** begin Source extract **

Trapping Capability of Small Vacancy Clusters in the α-Zr Doped with Alloying Elements: A First-Principles Study

Abstract

Zirconium alloys are subjected to a fast neutron flux in nuclear reactors, inducing the creation of a large number of point defects, both vacancy and self-interstitial. These point defects then diffuse and can be trapped by their different sinks or can cluster to form larger defects, such as vacancy and interstitial clusters. In this work, the trapping capability of small-vacancy clusters (two/three vacancies, V₂/V₃) in the α-Zr doped with alloying elements (Sn, Fe, Cr, and Nb) has been investigated by first-principle calculations. Calculation results show that for the supercells of α-Zr containing 142-zirconium atoms with the two-vacancy cluster, alloying elements of Sn and Nb in the second vacant site (V2) and Cr in the first vacant site (V1) are more easily trapped by two vacancies, respectively. However, the two sites are both captured more easily by two vacancies for Fe in the supercells of α-Zr containing 142-zirconium atoms inside due to the similar value of the Fermi level. For the supercells of α-Zr containing 141-zirconium atoms with the three-vacancy cluster, the alloying element of Sn in the third vacant site (V’3), Fe in the first vacant site (V’1), and Cr and Nb in the second vacant site (V’2) are more easily trapped by three vacancies, respectively.

1. Introduction

Zirconium alloys are widely used in nuclear power reactors in view of their special properties such as good corrosion resistance, adequate mechanical properties, and a low capture cross section for thermal neutrons [1,2,3]. A large number of point defects in zirconium alloys under a fast neutron flux are created, such as vacancies and self-interstitials. These point defects can then evolve to small defect clusters, which significantly influence the in-pile performance of zirconium alloys [4,5,6]. Alternatively, the stability of small-vacancy clusters in zirconium has been investigated using first-principle calculations [7]. The addition of alloying elements is useful to modify the comprehensive mechanical properties of zirconium alloys. However, the understanding of the alloying elements’ effect on the small defect clusters in the zirconium alloys induced by neutron irradiation is still insufficient. The stacking fault energies (SFEs) can be predicted by using first-principle calculations based on density functional theory (DFT), which may increase the understanding of responsibility for doped solutes for the deformation modes [8,9,10,11]. Therefore, first-principle calculations are capable of predicting the structure stability. Previous works show the structural and electronic properties of one-vacancy and vacancy clusters in the α-Zr [12]. However, the trap capability of small-vacancy clusters doped with alloying elements (Sn, Fe, Cr, and Nb) in the α-Zr has rarely been reported, especially for theoretical investigations.

In order to deeply recognize the effect of doped alloying elements on the trapping capability of small-vacancy clusters in zirconium, it is essential to understand the preliminary formation and evolution of vacancy-alloying element complexes in the zirconium alloys under irradiation conditions. First-principle calculations can provide reliable structural and thermodynamic properties of defects in materials, therefore, in the present work, the trapping capability of small-vacancy clusters (two/three vacancies) in the α-Zr doped with alloying elements are considered here by calculating these electronic properties using first-principle calculations based on DFT.

** end Source extract **
** begin Entries supplied **

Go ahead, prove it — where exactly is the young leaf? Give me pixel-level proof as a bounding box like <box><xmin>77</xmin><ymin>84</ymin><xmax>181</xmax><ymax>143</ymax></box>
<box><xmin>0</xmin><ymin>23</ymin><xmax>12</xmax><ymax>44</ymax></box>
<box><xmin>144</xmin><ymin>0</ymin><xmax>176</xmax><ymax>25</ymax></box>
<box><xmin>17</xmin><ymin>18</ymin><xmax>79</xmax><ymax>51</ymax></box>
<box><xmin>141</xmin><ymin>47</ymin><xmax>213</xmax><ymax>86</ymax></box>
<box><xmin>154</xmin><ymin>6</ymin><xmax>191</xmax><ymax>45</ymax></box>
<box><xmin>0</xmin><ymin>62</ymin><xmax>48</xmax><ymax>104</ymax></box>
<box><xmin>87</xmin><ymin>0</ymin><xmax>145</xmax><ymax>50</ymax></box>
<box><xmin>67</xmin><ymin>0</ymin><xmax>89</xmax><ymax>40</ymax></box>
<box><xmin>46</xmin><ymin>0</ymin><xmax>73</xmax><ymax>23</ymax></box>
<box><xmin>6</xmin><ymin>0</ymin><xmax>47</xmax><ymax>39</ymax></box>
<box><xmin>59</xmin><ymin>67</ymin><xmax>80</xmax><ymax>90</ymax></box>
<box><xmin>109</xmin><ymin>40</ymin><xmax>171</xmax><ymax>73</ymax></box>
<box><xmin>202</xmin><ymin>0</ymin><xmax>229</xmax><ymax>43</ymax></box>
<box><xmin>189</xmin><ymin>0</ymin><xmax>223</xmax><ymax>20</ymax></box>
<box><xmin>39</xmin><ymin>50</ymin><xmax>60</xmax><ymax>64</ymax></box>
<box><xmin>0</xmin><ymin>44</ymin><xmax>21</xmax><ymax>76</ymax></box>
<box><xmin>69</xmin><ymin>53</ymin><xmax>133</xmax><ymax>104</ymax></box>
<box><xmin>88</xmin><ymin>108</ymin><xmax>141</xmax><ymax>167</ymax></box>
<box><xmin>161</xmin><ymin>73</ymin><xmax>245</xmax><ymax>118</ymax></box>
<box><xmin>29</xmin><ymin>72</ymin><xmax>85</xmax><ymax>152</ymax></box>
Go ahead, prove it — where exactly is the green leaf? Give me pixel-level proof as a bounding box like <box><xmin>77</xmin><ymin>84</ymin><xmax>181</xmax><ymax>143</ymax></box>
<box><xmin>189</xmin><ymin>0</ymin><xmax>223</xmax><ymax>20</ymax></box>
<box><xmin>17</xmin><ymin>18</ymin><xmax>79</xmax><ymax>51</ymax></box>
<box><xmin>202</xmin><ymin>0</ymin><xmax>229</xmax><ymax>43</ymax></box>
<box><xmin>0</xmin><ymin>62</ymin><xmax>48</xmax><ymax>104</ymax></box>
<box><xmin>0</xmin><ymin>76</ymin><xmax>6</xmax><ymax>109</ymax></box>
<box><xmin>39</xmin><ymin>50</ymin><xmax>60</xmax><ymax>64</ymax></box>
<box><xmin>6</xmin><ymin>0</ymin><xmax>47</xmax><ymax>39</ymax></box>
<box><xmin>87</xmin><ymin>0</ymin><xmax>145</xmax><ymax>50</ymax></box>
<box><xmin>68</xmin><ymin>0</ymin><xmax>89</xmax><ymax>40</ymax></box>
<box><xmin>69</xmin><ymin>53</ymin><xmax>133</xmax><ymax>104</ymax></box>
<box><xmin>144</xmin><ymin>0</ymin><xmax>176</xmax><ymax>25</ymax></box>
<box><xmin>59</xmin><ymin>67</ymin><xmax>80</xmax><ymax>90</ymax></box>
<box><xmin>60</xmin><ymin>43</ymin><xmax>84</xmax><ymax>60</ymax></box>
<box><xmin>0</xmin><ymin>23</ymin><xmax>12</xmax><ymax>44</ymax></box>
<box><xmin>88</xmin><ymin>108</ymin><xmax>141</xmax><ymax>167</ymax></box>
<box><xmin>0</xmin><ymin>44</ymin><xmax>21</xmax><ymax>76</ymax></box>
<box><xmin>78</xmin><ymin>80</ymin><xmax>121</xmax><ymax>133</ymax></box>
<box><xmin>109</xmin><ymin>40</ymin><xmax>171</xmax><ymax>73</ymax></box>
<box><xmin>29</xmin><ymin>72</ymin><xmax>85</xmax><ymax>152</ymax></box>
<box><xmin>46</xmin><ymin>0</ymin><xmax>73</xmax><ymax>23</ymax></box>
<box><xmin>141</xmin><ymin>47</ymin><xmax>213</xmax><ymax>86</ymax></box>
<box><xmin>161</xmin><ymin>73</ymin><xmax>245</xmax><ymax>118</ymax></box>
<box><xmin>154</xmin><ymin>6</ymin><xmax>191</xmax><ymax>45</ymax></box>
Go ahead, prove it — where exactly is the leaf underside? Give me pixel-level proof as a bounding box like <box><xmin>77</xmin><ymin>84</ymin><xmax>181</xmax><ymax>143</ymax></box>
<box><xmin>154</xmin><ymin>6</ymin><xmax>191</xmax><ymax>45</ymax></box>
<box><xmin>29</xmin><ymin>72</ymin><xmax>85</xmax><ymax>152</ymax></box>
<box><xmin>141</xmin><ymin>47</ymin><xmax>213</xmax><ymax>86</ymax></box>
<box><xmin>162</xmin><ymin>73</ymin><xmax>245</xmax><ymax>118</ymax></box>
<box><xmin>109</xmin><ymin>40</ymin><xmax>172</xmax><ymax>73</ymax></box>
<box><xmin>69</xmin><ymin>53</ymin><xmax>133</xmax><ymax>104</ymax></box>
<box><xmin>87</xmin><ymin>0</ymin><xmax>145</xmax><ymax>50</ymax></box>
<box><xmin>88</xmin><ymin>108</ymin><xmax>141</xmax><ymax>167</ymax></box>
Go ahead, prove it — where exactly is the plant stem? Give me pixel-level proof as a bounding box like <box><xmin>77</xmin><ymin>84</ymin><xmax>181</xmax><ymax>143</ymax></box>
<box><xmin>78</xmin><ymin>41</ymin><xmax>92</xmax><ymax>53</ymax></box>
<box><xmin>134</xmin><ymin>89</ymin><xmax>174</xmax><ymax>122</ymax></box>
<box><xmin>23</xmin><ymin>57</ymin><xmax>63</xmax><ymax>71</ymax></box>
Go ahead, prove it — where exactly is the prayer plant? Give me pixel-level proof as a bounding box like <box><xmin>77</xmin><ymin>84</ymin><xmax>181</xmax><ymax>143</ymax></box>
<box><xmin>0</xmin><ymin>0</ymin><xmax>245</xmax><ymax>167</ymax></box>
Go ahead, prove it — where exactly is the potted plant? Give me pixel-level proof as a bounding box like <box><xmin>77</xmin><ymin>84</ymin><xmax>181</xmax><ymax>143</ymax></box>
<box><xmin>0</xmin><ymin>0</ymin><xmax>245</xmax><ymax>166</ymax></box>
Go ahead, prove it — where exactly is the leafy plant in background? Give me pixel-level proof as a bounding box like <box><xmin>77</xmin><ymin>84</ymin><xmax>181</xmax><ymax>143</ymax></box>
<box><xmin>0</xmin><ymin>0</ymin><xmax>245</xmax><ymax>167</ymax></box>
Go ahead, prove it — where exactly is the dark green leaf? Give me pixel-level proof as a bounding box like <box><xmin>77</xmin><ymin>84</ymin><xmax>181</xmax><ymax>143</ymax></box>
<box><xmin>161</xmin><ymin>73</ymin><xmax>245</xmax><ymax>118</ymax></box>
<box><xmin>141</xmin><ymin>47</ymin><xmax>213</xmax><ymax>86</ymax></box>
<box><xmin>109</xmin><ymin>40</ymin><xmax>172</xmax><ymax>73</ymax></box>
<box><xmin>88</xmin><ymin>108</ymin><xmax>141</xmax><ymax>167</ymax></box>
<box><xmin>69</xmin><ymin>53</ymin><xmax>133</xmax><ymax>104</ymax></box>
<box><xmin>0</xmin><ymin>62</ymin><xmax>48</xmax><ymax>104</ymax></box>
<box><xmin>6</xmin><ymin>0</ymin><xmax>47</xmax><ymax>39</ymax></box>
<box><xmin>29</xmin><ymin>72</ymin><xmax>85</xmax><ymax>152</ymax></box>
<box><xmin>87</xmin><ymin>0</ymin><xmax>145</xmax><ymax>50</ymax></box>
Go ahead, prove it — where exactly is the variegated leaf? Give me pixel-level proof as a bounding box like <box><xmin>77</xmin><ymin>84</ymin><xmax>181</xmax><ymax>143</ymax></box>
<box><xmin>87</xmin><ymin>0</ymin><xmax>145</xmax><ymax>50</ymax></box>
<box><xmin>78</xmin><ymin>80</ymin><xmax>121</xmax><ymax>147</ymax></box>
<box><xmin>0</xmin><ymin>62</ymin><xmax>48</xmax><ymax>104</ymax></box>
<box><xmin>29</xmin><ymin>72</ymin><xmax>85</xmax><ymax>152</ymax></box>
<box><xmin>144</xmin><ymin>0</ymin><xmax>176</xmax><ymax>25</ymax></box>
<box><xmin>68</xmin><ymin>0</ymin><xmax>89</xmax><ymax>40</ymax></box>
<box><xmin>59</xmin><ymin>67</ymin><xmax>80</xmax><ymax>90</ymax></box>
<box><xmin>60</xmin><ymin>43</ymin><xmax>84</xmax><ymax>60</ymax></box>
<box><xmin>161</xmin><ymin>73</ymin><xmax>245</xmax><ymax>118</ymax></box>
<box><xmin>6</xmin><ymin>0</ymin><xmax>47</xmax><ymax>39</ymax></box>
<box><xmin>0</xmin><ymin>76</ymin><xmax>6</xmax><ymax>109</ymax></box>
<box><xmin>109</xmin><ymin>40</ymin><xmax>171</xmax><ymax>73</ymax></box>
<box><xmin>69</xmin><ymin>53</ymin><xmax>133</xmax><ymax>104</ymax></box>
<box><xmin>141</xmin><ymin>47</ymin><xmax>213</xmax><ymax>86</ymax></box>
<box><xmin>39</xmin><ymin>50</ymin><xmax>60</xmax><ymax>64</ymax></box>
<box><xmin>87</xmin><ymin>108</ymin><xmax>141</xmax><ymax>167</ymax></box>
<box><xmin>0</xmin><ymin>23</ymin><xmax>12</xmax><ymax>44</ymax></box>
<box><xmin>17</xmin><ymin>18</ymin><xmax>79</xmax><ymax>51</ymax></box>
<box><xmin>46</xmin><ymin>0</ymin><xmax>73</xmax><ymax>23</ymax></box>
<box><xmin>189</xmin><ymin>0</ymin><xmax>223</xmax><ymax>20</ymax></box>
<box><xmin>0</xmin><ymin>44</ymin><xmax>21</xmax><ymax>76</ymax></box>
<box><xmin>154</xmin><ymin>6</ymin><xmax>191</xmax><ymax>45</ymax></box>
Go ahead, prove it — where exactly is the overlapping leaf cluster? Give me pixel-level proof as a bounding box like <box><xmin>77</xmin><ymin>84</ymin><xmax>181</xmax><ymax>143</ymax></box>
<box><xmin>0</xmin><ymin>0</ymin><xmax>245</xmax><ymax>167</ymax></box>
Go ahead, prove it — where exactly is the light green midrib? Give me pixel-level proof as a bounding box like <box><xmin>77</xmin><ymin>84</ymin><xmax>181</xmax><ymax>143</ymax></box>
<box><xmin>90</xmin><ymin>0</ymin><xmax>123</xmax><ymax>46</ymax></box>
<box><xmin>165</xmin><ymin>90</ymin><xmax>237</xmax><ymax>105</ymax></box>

** end Entries supplied **

Extend the text on vacancy clusters in α-Zr, picking up right after its final sentence.

2. Methodology

The calculations were performed using the Vienna Ab initio Simulation Package (VASP) [13]. The interaction between ions and valence electrons is described by Projector-Augmented Wave (PAW) [14,15]. The generalized gradient approximation (GGA) in the Perdew–Burke–Ernzerhof (PBE) form is used to handle the electron exchange correlations [16]. The plane–wave cut-off energy was set as 400 eV. The first order Methfessel–Paxton with smearing of 0.2 eV was used for the structural relaxation until the total energy changes were within 10⁻⁶ eV. Meanwhile, the spin polarization of dope atom herein was not taken into consideration during geometric optimization. The structural optimization was performed by relaxing the atomic positions as well as the shape and volume of the supercell. Then, the total energy was calculated using the linear tetrahedron method with Blöchl correction [17]. The Brillouin zone was sampled using a Monkhorst–Pack mesh of k-points [18] as follows: 4 × 5 × 1 for Zr₁₄₂−V₁–X₁ and Zr₁₄₁−V₂–X₁ supercells, where V_n stands for the number of vacancies, X₁ is a type of alloying element considered here, such as Sn, Fe, Cr, or Nb. The electron configurations of each of the elements are as follows: Zr (4d²5s²), Sn (5s²5p²), Fe (3d⁶4s²), Cr (3d⁵4s¹), and Nb (4d⁴5s¹).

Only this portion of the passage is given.